*Aim of the task*: Transcribe all records verbatim.

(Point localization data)
= = = =

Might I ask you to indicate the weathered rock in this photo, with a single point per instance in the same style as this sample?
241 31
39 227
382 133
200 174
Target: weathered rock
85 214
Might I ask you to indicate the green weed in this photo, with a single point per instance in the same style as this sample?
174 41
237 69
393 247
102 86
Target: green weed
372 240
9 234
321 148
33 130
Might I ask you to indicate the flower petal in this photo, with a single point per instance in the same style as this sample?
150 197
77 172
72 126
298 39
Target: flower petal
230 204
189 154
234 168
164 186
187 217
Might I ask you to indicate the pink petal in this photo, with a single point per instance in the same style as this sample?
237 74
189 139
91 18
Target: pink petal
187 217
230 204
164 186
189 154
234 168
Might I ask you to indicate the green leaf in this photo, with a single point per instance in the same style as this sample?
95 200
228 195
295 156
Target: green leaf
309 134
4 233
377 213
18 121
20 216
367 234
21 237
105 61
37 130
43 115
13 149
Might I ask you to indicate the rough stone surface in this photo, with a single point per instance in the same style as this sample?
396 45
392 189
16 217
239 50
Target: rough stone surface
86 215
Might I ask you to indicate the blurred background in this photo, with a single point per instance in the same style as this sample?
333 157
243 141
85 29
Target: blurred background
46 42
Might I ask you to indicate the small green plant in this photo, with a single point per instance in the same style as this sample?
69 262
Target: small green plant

= = = =

*Exercise result*:
Might I ask you to indicate the weathered rock in this photo, with a single point per instance in the same style as this sample?
241 31
39 227
382 133
200 174
Target: weathered rock
85 214
Might I ask you to indicate the green weed in this photo, with a single point per instance in the same style as this sample?
174 41
237 69
393 247
102 86
Target: green weed
372 240
9 234
321 148
33 130
Might I ask you to indicate the flower petal in this photo, with a single point per instance in the same style as this sample?
150 197
77 172
72 126
298 39
Target: flower petal
230 204
189 154
234 168
164 186
187 217
Might I ask you to indicate the pink petal in this photo, with a single point per instance in the same style as this sample?
237 74
189 139
91 18
Target: pink petal
187 217
230 204
164 186
189 154
234 168
Might I ask you to indicate the green leaf in this photo, with a single point per instance in the same style as this sample?
95 200
228 195
295 156
Target: green leaf
309 134
4 233
377 213
18 121
20 216
367 234
21 237
105 61
37 130
43 115
13 149
Might I ask you to indicate the rough stone surface in this photo, with a single point per instance in the same style as this sample?
396 45
392 189
16 217
239 50
Target: rough stone surface
86 215
Might I ask you to indicate the blurred background in this photo, with a single point per instance in the same style as this sample?
333 157
243 141
85 29
Target: blurred background
46 42
Might I ask you to indicate the small green plant in this photo, with a single point per instance in the same style as this sample?
69 262
Target: small green plant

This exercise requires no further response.